_Work to be completed_
Count the lines below that contain the string "black", matching case exactly. Reply with the number only.

━━━━━━━━━━━━━━━━

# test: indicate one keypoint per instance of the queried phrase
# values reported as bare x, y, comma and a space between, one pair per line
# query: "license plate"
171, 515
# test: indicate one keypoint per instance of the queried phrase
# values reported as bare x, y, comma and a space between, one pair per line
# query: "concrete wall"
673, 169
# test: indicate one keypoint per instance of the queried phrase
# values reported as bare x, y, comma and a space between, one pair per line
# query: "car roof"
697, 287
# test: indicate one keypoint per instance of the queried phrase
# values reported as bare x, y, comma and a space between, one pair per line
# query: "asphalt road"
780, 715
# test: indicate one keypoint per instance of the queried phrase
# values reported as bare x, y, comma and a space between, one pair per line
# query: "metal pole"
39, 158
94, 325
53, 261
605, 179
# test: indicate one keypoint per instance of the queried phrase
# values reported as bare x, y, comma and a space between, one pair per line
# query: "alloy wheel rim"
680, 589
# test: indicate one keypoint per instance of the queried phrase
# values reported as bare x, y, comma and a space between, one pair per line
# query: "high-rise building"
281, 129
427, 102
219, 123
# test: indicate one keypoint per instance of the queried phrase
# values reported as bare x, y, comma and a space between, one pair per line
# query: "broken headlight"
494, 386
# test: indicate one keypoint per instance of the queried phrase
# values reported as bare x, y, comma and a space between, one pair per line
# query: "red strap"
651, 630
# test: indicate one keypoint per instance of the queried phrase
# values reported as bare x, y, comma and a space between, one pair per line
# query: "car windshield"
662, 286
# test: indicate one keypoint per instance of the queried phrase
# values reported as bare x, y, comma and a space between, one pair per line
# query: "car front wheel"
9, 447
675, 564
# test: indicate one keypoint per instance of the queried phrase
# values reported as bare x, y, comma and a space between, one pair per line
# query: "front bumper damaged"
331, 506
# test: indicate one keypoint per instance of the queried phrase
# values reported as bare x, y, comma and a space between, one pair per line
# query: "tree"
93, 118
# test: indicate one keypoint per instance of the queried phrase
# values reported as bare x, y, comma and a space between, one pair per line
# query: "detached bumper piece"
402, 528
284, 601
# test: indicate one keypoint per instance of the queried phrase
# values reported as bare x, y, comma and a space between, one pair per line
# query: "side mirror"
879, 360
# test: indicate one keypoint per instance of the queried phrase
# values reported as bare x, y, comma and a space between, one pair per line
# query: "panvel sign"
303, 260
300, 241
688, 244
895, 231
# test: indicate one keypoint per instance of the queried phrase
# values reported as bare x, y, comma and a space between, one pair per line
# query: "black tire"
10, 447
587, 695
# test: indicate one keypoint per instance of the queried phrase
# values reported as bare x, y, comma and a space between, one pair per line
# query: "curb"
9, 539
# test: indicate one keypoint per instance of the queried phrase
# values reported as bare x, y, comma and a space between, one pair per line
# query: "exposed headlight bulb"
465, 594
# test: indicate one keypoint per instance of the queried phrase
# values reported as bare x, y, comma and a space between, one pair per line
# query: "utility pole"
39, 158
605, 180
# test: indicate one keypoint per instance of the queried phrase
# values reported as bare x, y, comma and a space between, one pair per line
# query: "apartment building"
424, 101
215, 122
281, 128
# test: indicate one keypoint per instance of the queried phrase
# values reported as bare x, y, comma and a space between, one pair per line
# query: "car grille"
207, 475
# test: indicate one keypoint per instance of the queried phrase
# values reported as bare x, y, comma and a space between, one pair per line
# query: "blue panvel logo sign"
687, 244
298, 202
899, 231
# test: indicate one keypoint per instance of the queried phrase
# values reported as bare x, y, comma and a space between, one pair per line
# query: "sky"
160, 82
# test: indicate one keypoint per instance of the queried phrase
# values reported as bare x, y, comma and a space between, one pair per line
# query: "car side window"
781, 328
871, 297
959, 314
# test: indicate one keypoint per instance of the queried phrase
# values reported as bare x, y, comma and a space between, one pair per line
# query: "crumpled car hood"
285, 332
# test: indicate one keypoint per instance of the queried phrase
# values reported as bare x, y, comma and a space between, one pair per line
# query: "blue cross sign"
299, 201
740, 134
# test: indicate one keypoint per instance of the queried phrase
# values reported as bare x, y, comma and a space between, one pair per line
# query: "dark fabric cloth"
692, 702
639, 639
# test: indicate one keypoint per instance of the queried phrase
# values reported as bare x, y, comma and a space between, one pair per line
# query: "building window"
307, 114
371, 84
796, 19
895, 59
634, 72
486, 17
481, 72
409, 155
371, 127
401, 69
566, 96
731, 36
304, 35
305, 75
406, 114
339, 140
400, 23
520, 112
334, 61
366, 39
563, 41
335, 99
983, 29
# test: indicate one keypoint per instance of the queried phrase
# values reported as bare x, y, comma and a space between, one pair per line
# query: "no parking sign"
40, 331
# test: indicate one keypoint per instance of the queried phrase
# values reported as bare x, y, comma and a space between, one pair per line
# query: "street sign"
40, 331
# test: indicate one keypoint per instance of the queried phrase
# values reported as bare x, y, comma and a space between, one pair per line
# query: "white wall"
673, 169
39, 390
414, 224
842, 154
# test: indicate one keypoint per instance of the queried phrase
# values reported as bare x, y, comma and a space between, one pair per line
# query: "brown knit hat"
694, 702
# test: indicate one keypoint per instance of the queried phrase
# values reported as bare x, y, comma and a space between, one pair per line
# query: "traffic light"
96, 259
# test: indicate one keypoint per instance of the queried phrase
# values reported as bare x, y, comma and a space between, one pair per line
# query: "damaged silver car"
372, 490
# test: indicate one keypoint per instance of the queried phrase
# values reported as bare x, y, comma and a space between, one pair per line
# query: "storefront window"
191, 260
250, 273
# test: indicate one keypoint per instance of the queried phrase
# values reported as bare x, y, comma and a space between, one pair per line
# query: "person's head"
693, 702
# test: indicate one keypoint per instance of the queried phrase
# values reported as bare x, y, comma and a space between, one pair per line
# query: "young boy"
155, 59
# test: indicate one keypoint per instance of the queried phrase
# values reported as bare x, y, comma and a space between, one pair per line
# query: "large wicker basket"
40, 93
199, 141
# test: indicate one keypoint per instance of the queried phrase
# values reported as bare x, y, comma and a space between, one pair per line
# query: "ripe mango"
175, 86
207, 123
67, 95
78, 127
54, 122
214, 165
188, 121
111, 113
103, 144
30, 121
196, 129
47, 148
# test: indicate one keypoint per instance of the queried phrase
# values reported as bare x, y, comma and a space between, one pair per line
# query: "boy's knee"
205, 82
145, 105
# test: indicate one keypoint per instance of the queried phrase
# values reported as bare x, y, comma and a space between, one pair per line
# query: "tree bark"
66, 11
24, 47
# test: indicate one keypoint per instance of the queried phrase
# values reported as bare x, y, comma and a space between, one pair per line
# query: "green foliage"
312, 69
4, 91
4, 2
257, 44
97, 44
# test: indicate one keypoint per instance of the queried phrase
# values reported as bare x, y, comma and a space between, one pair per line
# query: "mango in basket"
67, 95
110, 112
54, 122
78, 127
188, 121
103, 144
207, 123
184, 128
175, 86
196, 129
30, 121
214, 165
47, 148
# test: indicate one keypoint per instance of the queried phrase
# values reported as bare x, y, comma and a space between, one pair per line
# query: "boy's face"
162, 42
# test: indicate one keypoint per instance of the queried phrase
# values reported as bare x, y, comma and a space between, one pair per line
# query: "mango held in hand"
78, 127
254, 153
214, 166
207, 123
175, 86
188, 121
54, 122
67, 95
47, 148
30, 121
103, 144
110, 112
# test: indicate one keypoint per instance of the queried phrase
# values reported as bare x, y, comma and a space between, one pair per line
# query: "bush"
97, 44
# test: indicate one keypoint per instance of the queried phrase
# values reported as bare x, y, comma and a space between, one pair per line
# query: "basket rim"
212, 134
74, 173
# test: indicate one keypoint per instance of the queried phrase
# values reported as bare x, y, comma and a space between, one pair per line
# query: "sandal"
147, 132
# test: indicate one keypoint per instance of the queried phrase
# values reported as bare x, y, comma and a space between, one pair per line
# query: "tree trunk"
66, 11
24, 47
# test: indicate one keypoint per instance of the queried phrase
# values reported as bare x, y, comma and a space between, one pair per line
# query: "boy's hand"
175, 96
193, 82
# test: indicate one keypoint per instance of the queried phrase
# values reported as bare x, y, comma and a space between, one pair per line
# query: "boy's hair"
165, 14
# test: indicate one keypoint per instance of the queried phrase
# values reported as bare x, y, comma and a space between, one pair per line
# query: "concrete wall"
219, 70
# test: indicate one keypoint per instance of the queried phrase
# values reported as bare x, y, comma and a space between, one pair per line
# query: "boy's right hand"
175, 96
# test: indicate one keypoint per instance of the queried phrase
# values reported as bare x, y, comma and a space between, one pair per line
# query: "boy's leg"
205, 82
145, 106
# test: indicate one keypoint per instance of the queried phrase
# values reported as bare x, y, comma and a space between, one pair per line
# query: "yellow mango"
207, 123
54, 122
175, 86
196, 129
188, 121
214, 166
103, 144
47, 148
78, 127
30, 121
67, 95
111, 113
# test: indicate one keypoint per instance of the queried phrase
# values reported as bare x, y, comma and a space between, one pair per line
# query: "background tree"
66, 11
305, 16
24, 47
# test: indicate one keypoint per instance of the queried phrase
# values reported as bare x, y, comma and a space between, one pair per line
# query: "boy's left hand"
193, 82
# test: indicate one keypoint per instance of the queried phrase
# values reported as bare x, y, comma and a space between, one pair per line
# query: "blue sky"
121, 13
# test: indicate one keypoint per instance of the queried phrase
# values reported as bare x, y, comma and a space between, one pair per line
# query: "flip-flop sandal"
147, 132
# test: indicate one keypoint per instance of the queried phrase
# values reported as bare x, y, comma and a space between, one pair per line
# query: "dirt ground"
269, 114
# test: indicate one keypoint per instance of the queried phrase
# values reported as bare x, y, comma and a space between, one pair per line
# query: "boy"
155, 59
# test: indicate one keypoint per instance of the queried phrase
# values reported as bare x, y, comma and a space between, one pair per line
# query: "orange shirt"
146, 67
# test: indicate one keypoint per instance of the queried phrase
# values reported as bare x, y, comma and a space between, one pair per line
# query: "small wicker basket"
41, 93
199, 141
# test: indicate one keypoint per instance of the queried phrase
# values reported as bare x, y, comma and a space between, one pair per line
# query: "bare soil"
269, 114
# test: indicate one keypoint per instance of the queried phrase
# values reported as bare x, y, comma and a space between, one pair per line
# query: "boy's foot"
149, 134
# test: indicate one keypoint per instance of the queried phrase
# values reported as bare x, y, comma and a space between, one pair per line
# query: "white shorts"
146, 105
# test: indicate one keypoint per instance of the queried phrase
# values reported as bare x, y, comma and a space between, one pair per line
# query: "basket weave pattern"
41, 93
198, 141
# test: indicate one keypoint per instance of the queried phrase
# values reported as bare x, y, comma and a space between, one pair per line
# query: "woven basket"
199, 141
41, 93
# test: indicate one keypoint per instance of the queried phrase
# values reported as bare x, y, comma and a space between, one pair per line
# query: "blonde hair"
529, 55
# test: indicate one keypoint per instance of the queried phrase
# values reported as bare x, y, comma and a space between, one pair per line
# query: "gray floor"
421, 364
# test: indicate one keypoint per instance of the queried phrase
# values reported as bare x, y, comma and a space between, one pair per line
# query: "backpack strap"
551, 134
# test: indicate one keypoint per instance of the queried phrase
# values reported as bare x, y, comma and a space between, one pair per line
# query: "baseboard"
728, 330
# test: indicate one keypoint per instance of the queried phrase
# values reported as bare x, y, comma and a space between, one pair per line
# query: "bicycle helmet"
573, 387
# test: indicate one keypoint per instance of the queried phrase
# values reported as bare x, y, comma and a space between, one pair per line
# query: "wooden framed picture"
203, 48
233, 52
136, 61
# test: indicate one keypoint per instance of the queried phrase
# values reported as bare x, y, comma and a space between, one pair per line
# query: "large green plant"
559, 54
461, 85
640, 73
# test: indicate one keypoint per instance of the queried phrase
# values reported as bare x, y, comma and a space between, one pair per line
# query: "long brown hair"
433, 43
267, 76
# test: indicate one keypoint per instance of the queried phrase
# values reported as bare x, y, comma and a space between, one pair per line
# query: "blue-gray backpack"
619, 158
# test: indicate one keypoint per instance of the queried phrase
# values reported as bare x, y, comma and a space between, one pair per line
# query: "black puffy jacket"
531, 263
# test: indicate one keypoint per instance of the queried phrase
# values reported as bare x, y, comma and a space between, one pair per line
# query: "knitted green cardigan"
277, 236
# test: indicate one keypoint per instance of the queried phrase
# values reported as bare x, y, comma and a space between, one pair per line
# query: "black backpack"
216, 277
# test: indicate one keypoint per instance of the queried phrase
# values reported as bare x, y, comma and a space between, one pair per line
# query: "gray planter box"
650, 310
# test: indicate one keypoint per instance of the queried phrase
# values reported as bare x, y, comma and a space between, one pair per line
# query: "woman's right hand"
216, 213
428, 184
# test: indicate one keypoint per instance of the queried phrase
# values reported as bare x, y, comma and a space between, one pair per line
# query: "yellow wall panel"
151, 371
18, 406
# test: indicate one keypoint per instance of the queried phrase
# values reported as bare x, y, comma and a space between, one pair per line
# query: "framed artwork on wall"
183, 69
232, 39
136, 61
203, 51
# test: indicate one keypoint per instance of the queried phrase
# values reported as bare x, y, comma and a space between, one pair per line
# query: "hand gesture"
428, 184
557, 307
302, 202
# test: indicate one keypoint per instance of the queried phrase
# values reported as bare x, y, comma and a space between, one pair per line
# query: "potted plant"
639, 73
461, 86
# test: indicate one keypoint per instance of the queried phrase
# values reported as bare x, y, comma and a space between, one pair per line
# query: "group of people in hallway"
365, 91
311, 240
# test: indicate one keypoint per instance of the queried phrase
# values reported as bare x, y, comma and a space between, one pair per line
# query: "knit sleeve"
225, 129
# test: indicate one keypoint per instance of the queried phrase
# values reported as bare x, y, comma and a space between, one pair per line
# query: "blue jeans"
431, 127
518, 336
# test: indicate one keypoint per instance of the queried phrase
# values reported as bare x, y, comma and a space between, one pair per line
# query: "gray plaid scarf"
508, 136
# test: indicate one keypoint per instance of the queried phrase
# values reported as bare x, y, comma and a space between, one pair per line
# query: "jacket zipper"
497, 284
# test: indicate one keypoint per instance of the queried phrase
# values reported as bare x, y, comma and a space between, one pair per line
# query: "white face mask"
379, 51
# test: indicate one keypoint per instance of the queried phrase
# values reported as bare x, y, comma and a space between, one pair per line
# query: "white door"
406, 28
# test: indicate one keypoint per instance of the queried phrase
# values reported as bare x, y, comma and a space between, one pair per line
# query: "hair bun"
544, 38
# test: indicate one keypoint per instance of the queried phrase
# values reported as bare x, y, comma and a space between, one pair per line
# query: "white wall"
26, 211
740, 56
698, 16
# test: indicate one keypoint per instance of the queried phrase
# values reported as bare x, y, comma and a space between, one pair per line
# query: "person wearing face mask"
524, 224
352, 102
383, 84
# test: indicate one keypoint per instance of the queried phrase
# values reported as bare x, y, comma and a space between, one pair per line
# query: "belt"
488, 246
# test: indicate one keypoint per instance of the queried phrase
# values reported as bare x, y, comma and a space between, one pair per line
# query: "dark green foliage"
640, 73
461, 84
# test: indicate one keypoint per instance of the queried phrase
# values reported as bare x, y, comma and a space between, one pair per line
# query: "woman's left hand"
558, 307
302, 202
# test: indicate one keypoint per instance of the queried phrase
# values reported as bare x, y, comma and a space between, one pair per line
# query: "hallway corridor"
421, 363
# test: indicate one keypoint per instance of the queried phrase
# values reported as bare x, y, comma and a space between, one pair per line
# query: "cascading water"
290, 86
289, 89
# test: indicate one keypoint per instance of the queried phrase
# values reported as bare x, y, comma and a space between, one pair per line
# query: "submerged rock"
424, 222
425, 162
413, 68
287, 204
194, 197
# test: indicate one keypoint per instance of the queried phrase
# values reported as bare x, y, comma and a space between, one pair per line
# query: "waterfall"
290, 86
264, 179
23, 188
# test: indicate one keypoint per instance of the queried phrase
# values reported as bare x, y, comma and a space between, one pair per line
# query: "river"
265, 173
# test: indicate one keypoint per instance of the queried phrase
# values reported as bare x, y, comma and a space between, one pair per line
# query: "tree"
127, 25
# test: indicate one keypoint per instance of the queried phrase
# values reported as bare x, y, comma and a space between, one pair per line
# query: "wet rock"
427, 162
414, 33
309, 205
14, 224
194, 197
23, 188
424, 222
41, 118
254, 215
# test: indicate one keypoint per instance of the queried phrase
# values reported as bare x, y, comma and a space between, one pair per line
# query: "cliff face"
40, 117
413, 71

━━━━━━━━━━━━━━━━

_Task response_
3